▶ Enunciado 1:
Reescreva em forma de lista, mais concisa, a fala da entrevista sobre preservação de filmes que começa com "Está claramente definido", mantendo os fatos principais.
▶ Enunciado 2:
Prossiga a entrevista sobre preservação de filmes a partir da última frase apresentada.

CR: Eu penso que sim
F: Mas como financiar
essa política, essa metodologia? Além da manutenção
desses acervos...
CR: Está claramente
definido que a atividade de preservação está ligada
à Secretaria do Audiovisual. Então é preciso haver
não só um código de comportamento dos arquivos como
um compromisso governamental de proteger esse material. Eu acho que talvez
a gente consiga, a médio prazo, a curto prazo eu não acredito
mais, essa coisa do depósito obrigatório, de todos os filmes
realizados serem depositados em local adequado, com conservação
adequada. Isso foi discutido no Congresso: que seja depositado num local
adequado, que a lei diga isso mas que o Estado também dê
condições de manutenção para a guarda.
M: O financiamento
ainda cabe ao Estado?
CR: Sim.sim, é
uma atribuição estatal. A gente sabe que o Estado não
assumiu, que se a gente ficasse esperando o Estado ter assumido não
ia dar certo... A vida da Cinemateca Brasileira é exatamente a
comprovação disso: o depósito climatizado teve a
participação governamental de apenas 10%. 90% a gente teve
que levantar junto a empresas estatais como BNDES, Petrobrás, parte
foi da iniciativa privada e alguns bancos. Houve ainda a VITAE que é
uma entidade de financiamento de projetos culturais, 90% da verba foi
assim, não foi o governo.
F: Contando com parte
desses 15% que seriam voltados para a Secretaria do AudioVisual, como
é que tem sido a relação da preservação
com produtores e cineastas? Você acha que mudou a relação,
tem sido mais fácil?
CR: Eu acho que mudou
muito e tem muito para melhorar. No começo da minha vida na Cinemateca
Brasileira tinha muito produtor que não entendia muito o quê
era uma cinemateca. Era uma ignorância mesmo de quais eram as importâncias
da guarda de filmes. Hoje, eles entendem perfeitamente para que serve
uma cinemateca. De uns anos para cá o que acontece é que
houve uma valorização de material antigo, houve uma necessidade
absoluta de, por exemplo o Canal Brasil, o Canal Brasil precisa de filme,
a produção de especiais, documentários da televisão
à cabo, a quantidade de coisa que é feita com material de
arquivo é gigantesca. Então houve isso das pessoas perceberam
que aquilo que a cinemateca guarda tem um valor econômico muito
sério. Aliás, isso é uma das coisas das quais o Gustavo
falou, numa das colocações que fez no Congresso: "tem valor
cultural sim ,mas há um valor econômico nisso". Aí,
é muito gozado porque a relação com o produtor mudou:
na medida em que esse material tem um valor de mercado. A relação
deles com as cinematecas tende a ser mais profissional. Parar de encarar
a instituição como essa gente boba que guarda essas coisas....
não , eles perceberam que não é assim. E isso não
é uma coisa simples, mesmo nos países desenvolvidos onde
essa relação comercial vem se desenhando há mais
tempo, a coisa não é absolutamente clara. (pausa) Engraçado,
alguém comentou durante o Congresso aqui no RJ: antigamente, no
tempo da Embrafilme, quando eu era membro da comissão da área
cultural, o campo de preservação era tratado a ponta pés
pelos próprios curta metragistas que participavam da mesma comissão.
Quando se levantava o assunto preservação era quase vaia.

▶ Entradas de dados:
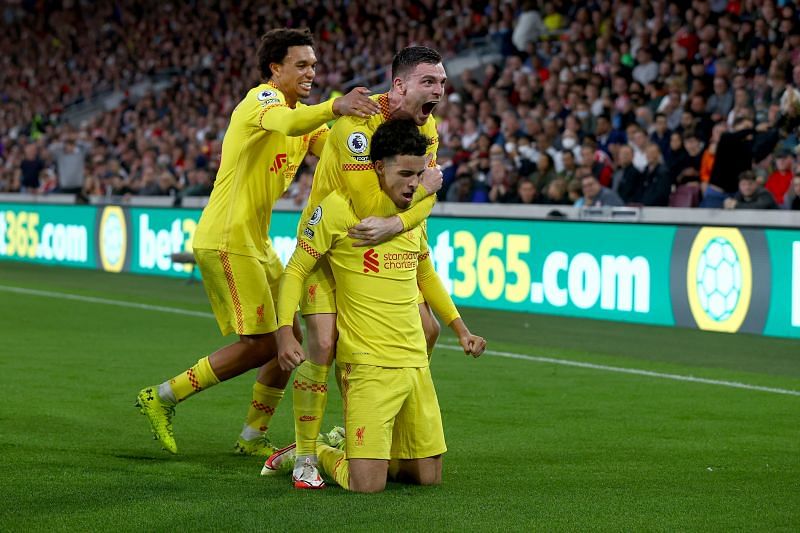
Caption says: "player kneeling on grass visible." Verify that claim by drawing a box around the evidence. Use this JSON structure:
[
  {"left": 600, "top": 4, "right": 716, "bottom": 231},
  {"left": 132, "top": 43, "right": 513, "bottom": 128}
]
[{"left": 278, "top": 120, "right": 486, "bottom": 492}]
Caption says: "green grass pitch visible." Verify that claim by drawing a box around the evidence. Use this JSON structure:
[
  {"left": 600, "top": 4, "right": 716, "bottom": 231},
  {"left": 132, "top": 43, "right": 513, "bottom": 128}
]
[{"left": 0, "top": 262, "right": 800, "bottom": 531}]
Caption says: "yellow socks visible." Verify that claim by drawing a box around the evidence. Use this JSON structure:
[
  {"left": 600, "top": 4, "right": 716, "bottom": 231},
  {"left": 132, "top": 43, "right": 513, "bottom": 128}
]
[
  {"left": 158, "top": 357, "right": 219, "bottom": 405},
  {"left": 317, "top": 444, "right": 350, "bottom": 490},
  {"left": 241, "top": 381, "right": 283, "bottom": 440},
  {"left": 292, "top": 361, "right": 330, "bottom": 457}
]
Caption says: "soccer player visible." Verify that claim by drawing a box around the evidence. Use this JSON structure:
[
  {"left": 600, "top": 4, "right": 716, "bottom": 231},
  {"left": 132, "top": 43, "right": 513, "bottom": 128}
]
[
  {"left": 280, "top": 46, "right": 447, "bottom": 487},
  {"left": 137, "top": 29, "right": 378, "bottom": 455},
  {"left": 278, "top": 120, "right": 486, "bottom": 492}
]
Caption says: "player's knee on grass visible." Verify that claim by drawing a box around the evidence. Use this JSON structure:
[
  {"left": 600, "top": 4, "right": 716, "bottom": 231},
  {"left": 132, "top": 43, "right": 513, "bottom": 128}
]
[
  {"left": 239, "top": 333, "right": 278, "bottom": 368},
  {"left": 256, "top": 358, "right": 292, "bottom": 389},
  {"left": 392, "top": 455, "right": 442, "bottom": 485},
  {"left": 348, "top": 459, "right": 389, "bottom": 493}
]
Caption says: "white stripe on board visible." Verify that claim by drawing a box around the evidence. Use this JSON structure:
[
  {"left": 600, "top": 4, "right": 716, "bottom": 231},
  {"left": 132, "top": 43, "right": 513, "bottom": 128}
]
[
  {"left": 0, "top": 285, "right": 214, "bottom": 318},
  {"left": 0, "top": 285, "right": 800, "bottom": 396},
  {"left": 436, "top": 343, "right": 800, "bottom": 396}
]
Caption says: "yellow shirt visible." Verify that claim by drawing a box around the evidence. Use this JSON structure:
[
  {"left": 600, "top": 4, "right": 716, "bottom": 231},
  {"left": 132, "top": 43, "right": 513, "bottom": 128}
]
[
  {"left": 193, "top": 83, "right": 328, "bottom": 259},
  {"left": 300, "top": 94, "right": 439, "bottom": 229},
  {"left": 278, "top": 191, "right": 438, "bottom": 367}
]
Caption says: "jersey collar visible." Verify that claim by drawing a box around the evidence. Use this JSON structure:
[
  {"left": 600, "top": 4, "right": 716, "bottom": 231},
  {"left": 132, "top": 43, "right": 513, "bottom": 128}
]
[{"left": 378, "top": 93, "right": 392, "bottom": 120}]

▶ Resposta escrita 1:
- A atividade de preservação está ligada à Secretaria do Audiovisual.
- São necessários um código de comportamento dos arquivos e um compromisso governamental de proteger o material.
- O depósito obrigatório talvez seja alcançado a médio prazo, mas não a curto prazo. Por ele, todos os filmes realizados seriam depositados em local adequado, com conservação adequada.
- No Congresso, discutiu-se que a lei determine o depósito em local adequado e que o Estado também dê condições de manutenção para a guarda.

▶ Resposta escrita 2:
Agora não.
M: É quase
um consenso?
CR: Exatamente, todo
mundo entende, quando se fala de preservação, da necessidade
de dinheiro para preservação, não é contestado,
isso é pra mim é progresso mental gigantesco dentro do panorama
cinematográfico. A preservação tem lá o seu
lugar. E é inquestionável. Por que? Porque os próprios
produtores precisam que esses materiais sejam preservados para poderem
negociar com esse material nacionalmente, internacionalmente, eles sabem
que precisam. Mesmo esses cineastas mais tradicionais, mais antigos, tipo
Nelson Pereira, Cacá Diegues, Walter Lima , eles também
estão fazendo projetos de restauração de seu material.
E aí é que eu acho que tem que ser muito casado, o papel
do Estado com o papel da iniciativa privada. Porque a preservação
é uma atividade pela qual o Estado tem que responder. Agora, existem
nuances quando os produtores fazem projetos de restauração
de suas próprias obras: Tudo bem que até determinado ponto,
a feitura de algumas matrizes de conservação, o Estado assuma...
Mas a iniciativa privada também tem que assumir um outro pedaço
disso, eles querem tirar cópias para comercializar, distribuir
e não é exatamente o Estado que tem que dar dinheiro para
eles ganharem dinheiro. Essa coisa tem que ser bem colocada. A gente conhecendo
cineastas sabe que isso é bem complicadinho (risos).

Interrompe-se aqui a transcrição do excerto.